| Task |
Can you repeat the forum post about Vertex AI training, starting at "Previously, I was" and ending after "a local VM.", but change "GCS" to "Cloud Storage"?
#### Document segment ####
Hi!
Currently, I am trying to train a tf model with Vertex AI Custom Training Service. The training seems working smoothly, but after about 72 hours, I get an error saying, "Internal error occurred for the current attempt," and the job restarts the training application. I have confirmed that it does train and saves a model (i put a code that saves a model if an accuracy goes up from the previous epoch).
Normally, if my training app has an error/bug, it does log an error, but in this case, it only logs the above message.
Previously, I was using a dedicated VM instance, and the training application ran with no issues. However, i decided to move onto Vertex AI Training and changed the code to save artifacts to GCS instead of a local VM.
I am quite stuck as there is no clue on why I am encountering this internal error. Any advice or help would be appreciated. Thank you!
{
"textPayload": "Internal error occurred for the current attempt.",
"insertId": "1jht5q9d24ef",
"resource": {
"type": "ml_job",
"labels": {
"task_name": "service",
"project_id": "vifive-cloud",
"job_id": "1229305951777980416"
}
},
"timestamp": "2024-02-19T14:14:16.741867419Z",
"severity": "ERROR",
"labels": {
"ml.googleapis.com/endpoint": ""
},
"logName": "projects/vifive-cloud/logs/ml.googleapis.com%2F1229305951777980416",
"receiveTimestamp": "2024-02-19T14:14:18.088843958Z"
}
#### Record list ####
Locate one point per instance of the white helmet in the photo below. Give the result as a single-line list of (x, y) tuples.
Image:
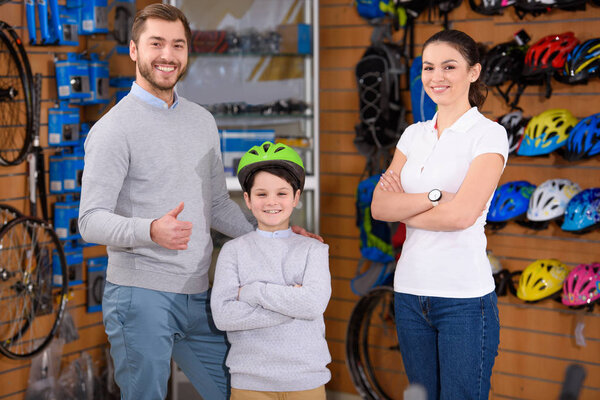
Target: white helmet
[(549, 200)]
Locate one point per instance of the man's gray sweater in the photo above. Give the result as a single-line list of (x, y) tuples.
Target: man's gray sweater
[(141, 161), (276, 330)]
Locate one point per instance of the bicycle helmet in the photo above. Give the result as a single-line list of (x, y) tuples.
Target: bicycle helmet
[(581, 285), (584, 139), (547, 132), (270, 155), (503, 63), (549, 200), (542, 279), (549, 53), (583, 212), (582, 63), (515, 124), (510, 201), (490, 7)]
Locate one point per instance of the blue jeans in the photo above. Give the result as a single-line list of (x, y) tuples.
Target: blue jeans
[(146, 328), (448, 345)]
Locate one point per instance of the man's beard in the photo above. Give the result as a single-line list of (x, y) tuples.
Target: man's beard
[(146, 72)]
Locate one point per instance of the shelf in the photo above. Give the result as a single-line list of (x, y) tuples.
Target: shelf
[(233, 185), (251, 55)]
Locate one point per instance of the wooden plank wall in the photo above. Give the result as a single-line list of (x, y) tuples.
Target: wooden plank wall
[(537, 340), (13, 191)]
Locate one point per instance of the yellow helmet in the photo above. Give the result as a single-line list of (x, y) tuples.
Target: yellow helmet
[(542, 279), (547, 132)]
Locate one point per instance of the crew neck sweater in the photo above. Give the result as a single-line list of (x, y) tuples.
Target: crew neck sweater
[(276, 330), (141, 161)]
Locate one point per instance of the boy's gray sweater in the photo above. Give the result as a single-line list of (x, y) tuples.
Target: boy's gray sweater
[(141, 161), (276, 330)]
####
| Answer |
Previously, I was using a dedicated VM instance, and the training application ran with no issues. However, i decided to move onto Vertex AI Training and changed the code to save artifacts to Cloud Storage instead of a local VM.